Data supplied:
—————

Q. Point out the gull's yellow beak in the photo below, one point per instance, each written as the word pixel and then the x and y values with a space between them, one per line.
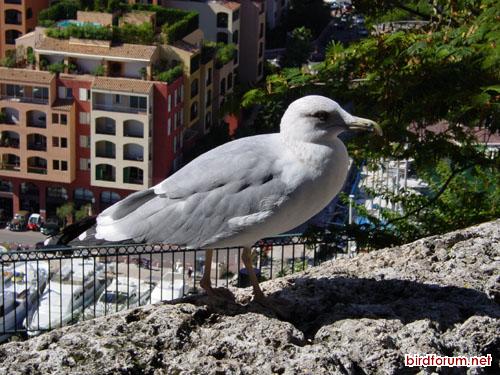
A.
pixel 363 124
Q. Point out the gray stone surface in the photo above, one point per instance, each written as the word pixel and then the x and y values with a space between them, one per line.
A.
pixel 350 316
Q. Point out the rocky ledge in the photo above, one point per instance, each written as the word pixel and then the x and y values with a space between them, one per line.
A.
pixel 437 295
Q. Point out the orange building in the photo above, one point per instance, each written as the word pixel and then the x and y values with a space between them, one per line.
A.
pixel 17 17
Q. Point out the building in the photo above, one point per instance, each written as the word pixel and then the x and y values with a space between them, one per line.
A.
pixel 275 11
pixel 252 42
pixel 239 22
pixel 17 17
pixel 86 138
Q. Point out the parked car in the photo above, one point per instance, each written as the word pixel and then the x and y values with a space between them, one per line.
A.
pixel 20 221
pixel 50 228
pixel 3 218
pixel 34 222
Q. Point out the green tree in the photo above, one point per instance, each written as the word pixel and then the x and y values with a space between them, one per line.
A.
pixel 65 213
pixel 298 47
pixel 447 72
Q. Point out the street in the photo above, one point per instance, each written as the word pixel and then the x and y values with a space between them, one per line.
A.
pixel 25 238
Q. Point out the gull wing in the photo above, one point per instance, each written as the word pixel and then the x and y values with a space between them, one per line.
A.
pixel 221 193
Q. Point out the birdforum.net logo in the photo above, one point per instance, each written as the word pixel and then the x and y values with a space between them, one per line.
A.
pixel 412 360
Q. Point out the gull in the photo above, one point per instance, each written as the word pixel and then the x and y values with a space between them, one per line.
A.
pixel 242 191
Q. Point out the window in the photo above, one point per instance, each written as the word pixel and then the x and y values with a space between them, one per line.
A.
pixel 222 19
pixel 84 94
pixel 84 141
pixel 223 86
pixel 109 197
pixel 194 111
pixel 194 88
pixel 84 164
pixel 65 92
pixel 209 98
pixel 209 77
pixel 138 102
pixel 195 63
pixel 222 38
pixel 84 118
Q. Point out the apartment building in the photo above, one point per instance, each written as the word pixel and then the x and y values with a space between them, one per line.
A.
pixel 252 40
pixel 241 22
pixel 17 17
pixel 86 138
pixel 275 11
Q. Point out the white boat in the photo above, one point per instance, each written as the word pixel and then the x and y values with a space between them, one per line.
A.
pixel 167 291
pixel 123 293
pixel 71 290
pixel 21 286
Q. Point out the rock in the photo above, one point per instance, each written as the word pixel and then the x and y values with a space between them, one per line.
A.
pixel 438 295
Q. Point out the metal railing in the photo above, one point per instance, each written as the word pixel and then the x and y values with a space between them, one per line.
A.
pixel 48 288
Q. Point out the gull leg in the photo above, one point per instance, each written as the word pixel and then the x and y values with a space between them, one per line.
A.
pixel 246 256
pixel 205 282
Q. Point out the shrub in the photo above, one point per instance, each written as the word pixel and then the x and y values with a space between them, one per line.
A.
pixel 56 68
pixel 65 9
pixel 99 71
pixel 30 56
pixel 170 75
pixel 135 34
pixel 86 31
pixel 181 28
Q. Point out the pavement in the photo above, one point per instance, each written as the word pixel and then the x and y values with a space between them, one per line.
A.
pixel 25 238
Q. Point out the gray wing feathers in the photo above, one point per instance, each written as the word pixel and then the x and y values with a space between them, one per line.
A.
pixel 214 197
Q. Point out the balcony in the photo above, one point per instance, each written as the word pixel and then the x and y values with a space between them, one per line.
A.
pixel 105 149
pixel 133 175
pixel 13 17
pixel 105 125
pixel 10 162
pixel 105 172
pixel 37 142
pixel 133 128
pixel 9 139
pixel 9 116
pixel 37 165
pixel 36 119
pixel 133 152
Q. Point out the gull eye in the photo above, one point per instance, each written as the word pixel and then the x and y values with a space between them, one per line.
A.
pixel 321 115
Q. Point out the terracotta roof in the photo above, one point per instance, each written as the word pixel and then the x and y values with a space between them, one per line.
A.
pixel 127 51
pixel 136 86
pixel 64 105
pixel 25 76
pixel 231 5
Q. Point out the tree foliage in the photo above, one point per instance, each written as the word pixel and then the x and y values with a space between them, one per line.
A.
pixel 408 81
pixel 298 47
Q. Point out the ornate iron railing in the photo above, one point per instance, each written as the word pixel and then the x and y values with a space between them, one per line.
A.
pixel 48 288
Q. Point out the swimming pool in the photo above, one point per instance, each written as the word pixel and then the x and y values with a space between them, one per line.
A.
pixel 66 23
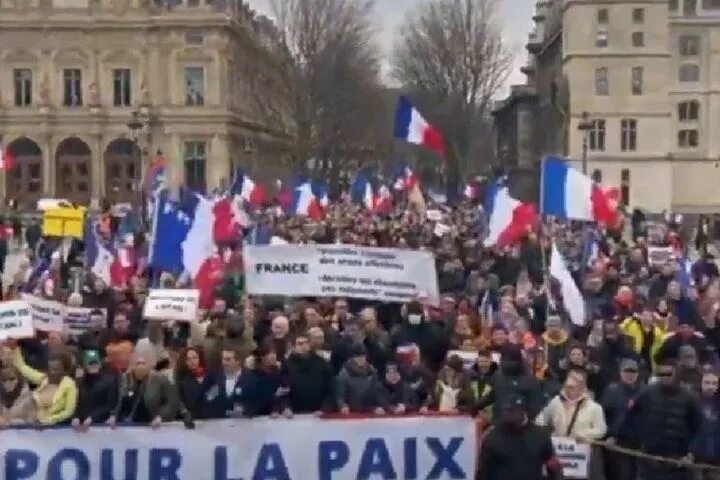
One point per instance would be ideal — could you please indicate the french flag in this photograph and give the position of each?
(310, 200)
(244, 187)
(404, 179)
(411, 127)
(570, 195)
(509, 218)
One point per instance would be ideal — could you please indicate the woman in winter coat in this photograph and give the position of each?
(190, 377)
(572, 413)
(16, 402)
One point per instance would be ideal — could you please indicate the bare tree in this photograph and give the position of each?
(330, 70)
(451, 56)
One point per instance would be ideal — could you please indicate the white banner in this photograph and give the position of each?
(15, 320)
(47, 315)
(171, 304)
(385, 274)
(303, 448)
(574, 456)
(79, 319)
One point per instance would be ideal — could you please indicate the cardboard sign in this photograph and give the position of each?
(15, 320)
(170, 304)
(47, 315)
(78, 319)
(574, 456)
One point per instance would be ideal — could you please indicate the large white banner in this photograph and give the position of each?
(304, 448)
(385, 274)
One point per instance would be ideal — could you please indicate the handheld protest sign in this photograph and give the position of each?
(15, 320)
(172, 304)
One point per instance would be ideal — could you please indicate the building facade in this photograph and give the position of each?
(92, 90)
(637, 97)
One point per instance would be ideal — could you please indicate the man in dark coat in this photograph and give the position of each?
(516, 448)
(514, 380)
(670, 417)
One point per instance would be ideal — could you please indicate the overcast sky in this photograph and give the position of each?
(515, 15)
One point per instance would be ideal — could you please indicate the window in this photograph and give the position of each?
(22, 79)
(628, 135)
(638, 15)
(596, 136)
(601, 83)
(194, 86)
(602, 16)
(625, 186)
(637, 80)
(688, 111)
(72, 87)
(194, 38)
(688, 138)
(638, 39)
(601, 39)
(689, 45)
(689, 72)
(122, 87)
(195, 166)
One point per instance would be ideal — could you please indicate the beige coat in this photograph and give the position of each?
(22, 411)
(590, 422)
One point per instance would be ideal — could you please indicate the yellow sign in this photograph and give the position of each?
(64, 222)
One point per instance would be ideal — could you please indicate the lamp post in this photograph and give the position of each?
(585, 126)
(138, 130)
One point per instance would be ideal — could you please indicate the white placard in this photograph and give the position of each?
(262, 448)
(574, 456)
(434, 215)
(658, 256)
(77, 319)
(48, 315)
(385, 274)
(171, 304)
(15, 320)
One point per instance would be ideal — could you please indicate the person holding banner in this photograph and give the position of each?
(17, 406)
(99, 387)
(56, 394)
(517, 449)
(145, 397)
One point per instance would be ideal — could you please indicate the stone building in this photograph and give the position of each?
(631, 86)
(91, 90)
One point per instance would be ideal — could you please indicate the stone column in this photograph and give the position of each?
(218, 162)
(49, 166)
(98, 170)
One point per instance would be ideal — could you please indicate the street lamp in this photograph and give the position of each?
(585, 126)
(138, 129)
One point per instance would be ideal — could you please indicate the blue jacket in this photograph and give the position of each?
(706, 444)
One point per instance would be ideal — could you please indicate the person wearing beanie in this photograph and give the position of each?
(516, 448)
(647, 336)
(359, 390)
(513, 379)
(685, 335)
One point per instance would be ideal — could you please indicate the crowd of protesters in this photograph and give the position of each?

—————

Work task: Give back all the material exactly, with no pictures.

Answer section:
Q. Point out the gull's yellow beak in the photo below, one point per instance, each written as the word pixel and then the x and y values with a space between them, one per line.
A.
pixel 363 124
Q. Point out the gray stone surface in the photo above, one point per instance, each written as the word pixel and then the x and y values with a space between them, one per line.
A.
pixel 350 316
Q. Point out the rocky ledge in the photo above, one point per instance, each written as the word pixel and then the x and y values with a space between them, one per line.
A.
pixel 437 295
Q. Point out the orange building in the photo above, one point per instance, each written as the word pixel and then the x and y values with a space between them, one per line.
A.
pixel 17 17
Q. Point out the building in the photo above, one point per instance, each written as the word pixel and then the x and y values with a space between them, one per line.
A.
pixel 275 11
pixel 252 42
pixel 239 22
pixel 17 17
pixel 86 138
Q. Point out the parked car in the photo above, one point per instance, each written as the word pixel and then the x and y values with a space between them, one per line.
A.
pixel 20 221
pixel 50 228
pixel 3 218
pixel 34 222
Q. Point out the green tree in the photo above, one point per instance, each written as the word pixel and then the x and y values with a space between them, one per line.
A.
pixel 65 213
pixel 298 47
pixel 447 72
Q. Point out the street in the photo above, one point per instance, each written as the word pixel and then the x and y values with a space between them, one per line.
A.
pixel 25 238
Q. Point out the gull wing in the photo above, one point per instance, each written as the word pixel and then the x and y values with a space between them, one per line.
A.
pixel 221 193
Q. Point out the birdforum.net logo in the photo above, one point per instance, each written as the word pixel and then the x and y values with a space between them, one per line.
A.
pixel 412 360
Q. Point out the gull in the photo above, one point per instance, each written as the word pixel and then the x and y values with a space between them, one per line.
A.
pixel 242 191
Q. Point out the window in the photo above, one point per instance, each written as the word pixel and then the x and y values with a space between them, one per line.
A.
pixel 222 19
pixel 84 94
pixel 84 141
pixel 223 86
pixel 109 197
pixel 194 111
pixel 194 88
pixel 84 164
pixel 65 92
pixel 209 98
pixel 209 77
pixel 138 102
pixel 195 63
pixel 222 38
pixel 84 118
Q. Point out the apartment building in the photo above, one point per instance, each written as the word pixel and then the x and y values with a space between them, one per line.
A.
pixel 252 40
pixel 241 22
pixel 17 17
pixel 86 138
pixel 275 11
Q. Point out the white boat in the photo above, one point per instance, each written as the word pixel and then the x and y values with a space between them, one per line.
A.
pixel 167 291
pixel 123 293
pixel 71 290
pixel 21 286
Q. Point out the rock in the photo above, one point per instance, each written as the word pixel and then the x and y values with a space between them, one per line.
A.
pixel 438 295
Q. Point out the metal railing in the photo above, one point per instance, each written as the word pixel and then the x and y values with a space between them, one per line.
A.
pixel 48 288
Q. Point out the gull leg in the photo above, one point per instance, each written as the word pixel and then the x and y values with a space between them, one per line.
A.
pixel 246 256
pixel 205 282
Q. Point out the shrub in the photo above, one point per instance, each written as the word pixel and then the x and y values with a space between them, one per line.
A.
pixel 56 68
pixel 65 9
pixel 99 71
pixel 30 56
pixel 170 75
pixel 135 34
pixel 86 31
pixel 181 28
Q. Point out the pavement in the photo above, one point per instance, each written as the word pixel and then the x and y values with a space between them, one per line.
A.
pixel 25 238
Q. Point out the gray wing feathers in the photo above, one point per instance, each written as the word pixel and then the x and y values with a space between them, one per line.
A.
pixel 214 197
Q. Point out the balcony in the photo above, one point per instance, each written as the word pixel and then the x and y values with a space between them, one per line.
A.
pixel 105 149
pixel 133 175
pixel 13 17
pixel 105 125
pixel 10 162
pixel 105 172
pixel 37 142
pixel 133 128
pixel 9 139
pixel 9 116
pixel 37 165
pixel 36 119
pixel 133 152
Q. Point out the gull eye in the photo above, one point per instance, each written as the word pixel and then the x and y values with a space between them, one per line.
A.
pixel 321 115
Q. Point out the terracotta roof in the photo above, one point per instance, each written as the word pixel and then the x and y values with a space between them, one per line.
A.
pixel 127 51
pixel 136 86
pixel 64 105
pixel 25 76
pixel 231 5
Q. Point out the tree foliage in the photo above, one point per instance, each written as the word pixel and then the x and y values with a space between them, one per line.
A.
pixel 408 81
pixel 298 47
Q. Point out the ornate iron railing in the photo above, one point per instance, each written as the word pixel and then the x and y values with a space between them, one per line.
A.
pixel 48 288
Q. Point out the swimming pool in the photo above, one point per instance, each written as the word pixel and then the x and y values with a space between them, one per line.
A.
pixel 66 23
One point per instance would be ideal — could you please indicate the french flag in this photograph and give the position of each?
(310, 200)
(244, 187)
(404, 179)
(411, 127)
(570, 195)
(509, 218)
One point per instance would be ideal — could you please indicate the woman in winter coat in this photograph and give the position of each?
(190, 377)
(572, 413)
(16, 402)
One point per instance would be ideal — could you please indicate the bare tree in this photograph and give the position of each?
(330, 70)
(451, 56)
One point per instance would be ideal — could you please indicate the white banner in this photograph and give the position of each?
(15, 320)
(47, 315)
(171, 304)
(385, 274)
(303, 448)
(574, 456)
(79, 319)
One point per instance would be ideal — could you please indicate the cardboard sign in this photograph and give the position of each?
(15, 320)
(170, 304)
(47, 315)
(78, 319)
(574, 456)
One point per instance would be ideal — could you please indicate the large white banner in this photograph and give the position of each?
(304, 448)
(385, 274)
One point per instance would be ideal — could you please indicate the handheld protest sign in this photograph and give the position of each?
(15, 320)
(172, 304)
One point per instance would be ideal — could you please indicate the building facade in this photograph and give the position of each?
(92, 90)
(637, 97)
One point per instance would be ideal — could you please indicate the man in dark coat in this photograph and give the position of each?
(516, 448)
(514, 380)
(670, 417)
One point per instance would be ideal — could you please indicate the overcast sky in this photograph and give the position of each?
(515, 15)
One point per instance would be ideal — could you please indicate the window in this photograph and give the position of each?
(22, 79)
(628, 135)
(638, 15)
(596, 136)
(601, 83)
(194, 86)
(602, 16)
(625, 186)
(637, 80)
(688, 111)
(72, 87)
(194, 38)
(688, 138)
(638, 39)
(601, 39)
(689, 45)
(689, 72)
(122, 87)
(195, 166)
One point per instance would be ideal — could you please indicate the beige coat in this photograph and give the position of each?
(22, 411)
(590, 422)
One point per instance would be ideal — could you please indicate the yellow sign in this photograph and give the position of each?
(64, 222)
One point per instance would be ideal — could you please indicate the lamp post in this photograph and give the position of each?
(585, 126)
(138, 130)
One point per instance would be ideal — could you please indicate the white placard in this photograph and give the position of each?
(262, 448)
(574, 456)
(434, 215)
(658, 256)
(77, 319)
(48, 315)
(385, 274)
(171, 304)
(15, 320)
One point per instance would be ideal — could you please indicate the person holding banner in this photograph and give the position of each?
(17, 406)
(99, 387)
(56, 394)
(517, 449)
(145, 397)
One point per instance would be ideal — could you please indicate the stone building in this photograph and give the position of each?
(631, 86)
(91, 90)
One point per instance would be ideal — could you please indicate the stone column in this photograph and give the position of each?
(218, 162)
(49, 166)
(98, 170)
One point per instance would be ideal — could you please indicate the street lamp in this photograph and give the position of each?
(585, 126)
(138, 129)
One point per instance would be ideal — could you please indicate the blue jacket in this photograph and give the position of each?
(706, 444)
One point per instance would be ideal — could you please indicate the person wearing beanie in this photograph and give the position of each?
(516, 448)
(647, 336)
(359, 390)
(513, 379)
(685, 335)
One point per instance would be ideal — could you please indicate the crowd of protesters in this photograph and give the position of each?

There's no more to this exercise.